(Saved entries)
/---

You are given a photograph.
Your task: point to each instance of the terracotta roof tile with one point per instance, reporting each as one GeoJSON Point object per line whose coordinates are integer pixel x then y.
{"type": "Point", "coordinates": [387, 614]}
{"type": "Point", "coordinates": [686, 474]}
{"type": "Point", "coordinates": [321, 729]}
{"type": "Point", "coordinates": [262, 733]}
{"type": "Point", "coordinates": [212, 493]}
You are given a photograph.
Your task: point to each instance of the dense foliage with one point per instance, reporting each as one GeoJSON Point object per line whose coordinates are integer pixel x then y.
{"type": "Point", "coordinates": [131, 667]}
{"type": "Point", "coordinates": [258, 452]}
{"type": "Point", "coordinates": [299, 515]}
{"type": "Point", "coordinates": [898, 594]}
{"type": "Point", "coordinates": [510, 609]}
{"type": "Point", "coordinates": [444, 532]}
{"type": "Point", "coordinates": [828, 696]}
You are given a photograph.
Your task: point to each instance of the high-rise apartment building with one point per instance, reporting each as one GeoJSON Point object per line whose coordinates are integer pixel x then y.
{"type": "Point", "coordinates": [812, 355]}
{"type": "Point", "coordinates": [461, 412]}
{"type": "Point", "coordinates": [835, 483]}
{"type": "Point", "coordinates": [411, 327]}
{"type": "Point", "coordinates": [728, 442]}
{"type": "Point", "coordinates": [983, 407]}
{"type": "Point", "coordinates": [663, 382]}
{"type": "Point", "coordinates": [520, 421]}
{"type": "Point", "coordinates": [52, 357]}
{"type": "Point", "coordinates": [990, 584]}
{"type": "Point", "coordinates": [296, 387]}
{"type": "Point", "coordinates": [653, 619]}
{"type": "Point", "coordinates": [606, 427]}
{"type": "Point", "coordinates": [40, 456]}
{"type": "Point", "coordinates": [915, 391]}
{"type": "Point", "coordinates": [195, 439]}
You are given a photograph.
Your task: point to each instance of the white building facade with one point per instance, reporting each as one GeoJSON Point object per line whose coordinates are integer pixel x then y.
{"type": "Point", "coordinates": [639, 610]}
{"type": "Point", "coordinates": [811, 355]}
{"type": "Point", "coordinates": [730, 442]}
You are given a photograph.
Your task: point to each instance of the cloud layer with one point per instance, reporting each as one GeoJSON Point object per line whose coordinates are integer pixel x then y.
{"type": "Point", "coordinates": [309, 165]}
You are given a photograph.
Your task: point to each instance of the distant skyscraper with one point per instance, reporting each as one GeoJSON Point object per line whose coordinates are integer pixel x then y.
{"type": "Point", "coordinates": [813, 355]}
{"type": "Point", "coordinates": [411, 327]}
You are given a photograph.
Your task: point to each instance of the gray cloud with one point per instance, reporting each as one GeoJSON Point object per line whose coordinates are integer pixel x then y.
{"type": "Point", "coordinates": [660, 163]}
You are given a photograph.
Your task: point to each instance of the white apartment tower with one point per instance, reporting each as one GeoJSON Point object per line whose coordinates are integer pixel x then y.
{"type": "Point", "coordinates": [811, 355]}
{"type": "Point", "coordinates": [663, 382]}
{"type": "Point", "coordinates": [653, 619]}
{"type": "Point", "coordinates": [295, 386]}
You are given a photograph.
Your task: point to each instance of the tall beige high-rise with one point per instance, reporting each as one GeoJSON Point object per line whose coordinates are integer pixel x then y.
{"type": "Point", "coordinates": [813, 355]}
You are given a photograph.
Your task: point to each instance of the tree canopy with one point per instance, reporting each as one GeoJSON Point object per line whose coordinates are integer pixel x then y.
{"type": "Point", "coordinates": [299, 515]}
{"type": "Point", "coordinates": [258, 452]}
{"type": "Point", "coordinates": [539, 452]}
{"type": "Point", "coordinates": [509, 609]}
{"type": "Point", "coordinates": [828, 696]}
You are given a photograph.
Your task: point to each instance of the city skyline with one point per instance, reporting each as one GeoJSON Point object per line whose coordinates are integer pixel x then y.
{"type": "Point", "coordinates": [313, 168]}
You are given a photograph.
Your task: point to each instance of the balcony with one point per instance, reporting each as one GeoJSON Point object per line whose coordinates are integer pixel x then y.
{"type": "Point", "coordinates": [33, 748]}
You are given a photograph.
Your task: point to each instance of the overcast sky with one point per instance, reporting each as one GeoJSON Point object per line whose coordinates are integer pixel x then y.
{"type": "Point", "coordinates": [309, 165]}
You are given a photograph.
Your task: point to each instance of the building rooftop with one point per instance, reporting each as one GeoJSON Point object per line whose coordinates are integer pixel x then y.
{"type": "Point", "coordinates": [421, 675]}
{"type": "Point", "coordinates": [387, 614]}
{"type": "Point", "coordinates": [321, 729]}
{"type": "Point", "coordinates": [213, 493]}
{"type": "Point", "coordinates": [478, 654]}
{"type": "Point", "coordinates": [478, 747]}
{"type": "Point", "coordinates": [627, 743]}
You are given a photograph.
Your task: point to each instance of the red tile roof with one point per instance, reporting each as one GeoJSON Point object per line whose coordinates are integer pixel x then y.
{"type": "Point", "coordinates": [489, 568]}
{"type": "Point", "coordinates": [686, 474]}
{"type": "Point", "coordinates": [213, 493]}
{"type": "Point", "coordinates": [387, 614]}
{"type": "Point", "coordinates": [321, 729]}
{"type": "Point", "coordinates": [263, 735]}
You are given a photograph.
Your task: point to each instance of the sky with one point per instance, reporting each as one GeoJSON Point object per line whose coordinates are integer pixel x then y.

\---

▶ **WHAT YOU WILL DO**
Please reproduce each entry above exactly as it reads.

▶ **ANSWER TO THE PROBLEM**
You are given a photograph.
Your task: point to each instance of the terracotta roof tile with one point per instance, reporting each as one GeoJSON Point object per line whose coordinates are integer pixel x then y.
{"type": "Point", "coordinates": [387, 614]}
{"type": "Point", "coordinates": [686, 474]}
{"type": "Point", "coordinates": [321, 729]}
{"type": "Point", "coordinates": [262, 733]}
{"type": "Point", "coordinates": [212, 493]}
You are given a photograph.
Your task: point to each instance of the dense foliage with one point per instance, reporting each as one GeoJSON Point object per line whose coordinates are integer pixel x then y.
{"type": "Point", "coordinates": [131, 667]}
{"type": "Point", "coordinates": [258, 452]}
{"type": "Point", "coordinates": [299, 515]}
{"type": "Point", "coordinates": [898, 594]}
{"type": "Point", "coordinates": [510, 609]}
{"type": "Point", "coordinates": [444, 532]}
{"type": "Point", "coordinates": [828, 696]}
You are given a photograph.
Your task: point to each instance of the high-rise apartment building with one point per instance, reporting each as one GeoJSON Point object per line whose coordinates are integer pixel x then y.
{"type": "Point", "coordinates": [812, 355]}
{"type": "Point", "coordinates": [461, 412]}
{"type": "Point", "coordinates": [835, 483]}
{"type": "Point", "coordinates": [411, 327]}
{"type": "Point", "coordinates": [728, 442]}
{"type": "Point", "coordinates": [983, 407]}
{"type": "Point", "coordinates": [663, 382]}
{"type": "Point", "coordinates": [520, 421]}
{"type": "Point", "coordinates": [52, 357]}
{"type": "Point", "coordinates": [990, 584]}
{"type": "Point", "coordinates": [296, 387]}
{"type": "Point", "coordinates": [653, 619]}
{"type": "Point", "coordinates": [606, 427]}
{"type": "Point", "coordinates": [40, 456]}
{"type": "Point", "coordinates": [915, 391]}
{"type": "Point", "coordinates": [195, 439]}
You are given a photograph.
Your task: point to each instance of the white building facade with one point per instance, reporting each as one GeoJSON Point object per line whose coordinates are integer pixel x then y.
{"type": "Point", "coordinates": [639, 610]}
{"type": "Point", "coordinates": [811, 355]}
{"type": "Point", "coordinates": [730, 442]}
You are given a photograph.
Your task: point to each instance of the cloud layer with one point per instance, reporting each as one GeoJSON Point object per line whose coordinates are integer pixel x then y.
{"type": "Point", "coordinates": [309, 165]}
You are given a photograph.
Your task: point to each instance of the distant skyscraper with one point per instance, reporting each as one GeoJSON Point object per line whose coordinates are integer pixel x then y.
{"type": "Point", "coordinates": [813, 355]}
{"type": "Point", "coordinates": [411, 327]}
You are given a photograph.
Your task: point to each instance of the gray cloud with one point per instance, reporting each as one GeoJSON Point object per line whose coordinates are integer pixel x then y.
{"type": "Point", "coordinates": [660, 163]}
You are given a photograph.
Your task: point to each instance of the white apartment tower with one point per instance, reporting each as one GeoJSON Point object per line whose coordinates are integer pixel x then y.
{"type": "Point", "coordinates": [811, 355]}
{"type": "Point", "coordinates": [663, 382]}
{"type": "Point", "coordinates": [653, 619]}
{"type": "Point", "coordinates": [295, 386]}
You are given a photograph.
Your task: point to each instance of the tall beige high-rise with one point per instance, reporting each as one GeoJSON Point object per line whose coordinates are integer pixel x then y.
{"type": "Point", "coordinates": [813, 355]}
You are given a photograph.
Your task: point to each instance of the tree canopy with one point per instance, reporting each as one GeoJSON Point object per line whose coordinates are integer pixel x then y.
{"type": "Point", "coordinates": [299, 515]}
{"type": "Point", "coordinates": [258, 452]}
{"type": "Point", "coordinates": [539, 452]}
{"type": "Point", "coordinates": [509, 609]}
{"type": "Point", "coordinates": [828, 696]}
You are given a photograph.
Your task: point to each instance of the city skyline with one point per instance, reporting each as one GeoJSON Point object per line whose coordinates are integer pixel x then y.
{"type": "Point", "coordinates": [313, 168]}
You are given a photograph.
Your task: point to each instance of the balcony with one point per instance, reporting each as one GeoJSON Point object per line whose coordinates are integer pixel x then y.
{"type": "Point", "coordinates": [33, 748]}
You are given a photograph.
Your task: point to each instance of the overcast sky with one point per instance, reporting each as one GeoJSON Point object per line whose coordinates are integer pixel x then y.
{"type": "Point", "coordinates": [309, 165]}
You are given a photograph.
Your task: point to each instance of the building rooftop with one point per instance, reporting each as one GeoJSON Point object per line whose coordinates are integer pixel x then y.
{"type": "Point", "coordinates": [421, 675]}
{"type": "Point", "coordinates": [387, 614]}
{"type": "Point", "coordinates": [321, 729]}
{"type": "Point", "coordinates": [213, 493]}
{"type": "Point", "coordinates": [478, 654]}
{"type": "Point", "coordinates": [478, 747]}
{"type": "Point", "coordinates": [627, 743]}
You are given a photograph.
Your task: point to each instance of the red tile roof with one point per instance, reporting each as one GeoJSON Point object per line whose coordinates are integer pixel x then y.
{"type": "Point", "coordinates": [489, 568]}
{"type": "Point", "coordinates": [686, 474]}
{"type": "Point", "coordinates": [213, 493]}
{"type": "Point", "coordinates": [387, 614]}
{"type": "Point", "coordinates": [321, 729]}
{"type": "Point", "coordinates": [263, 735]}
You are given a photograph.
Your task: point to each instance of the sky with one point per instance, reporting each as one GeoJSON Point object per line whose coordinates are integer pixel x then y.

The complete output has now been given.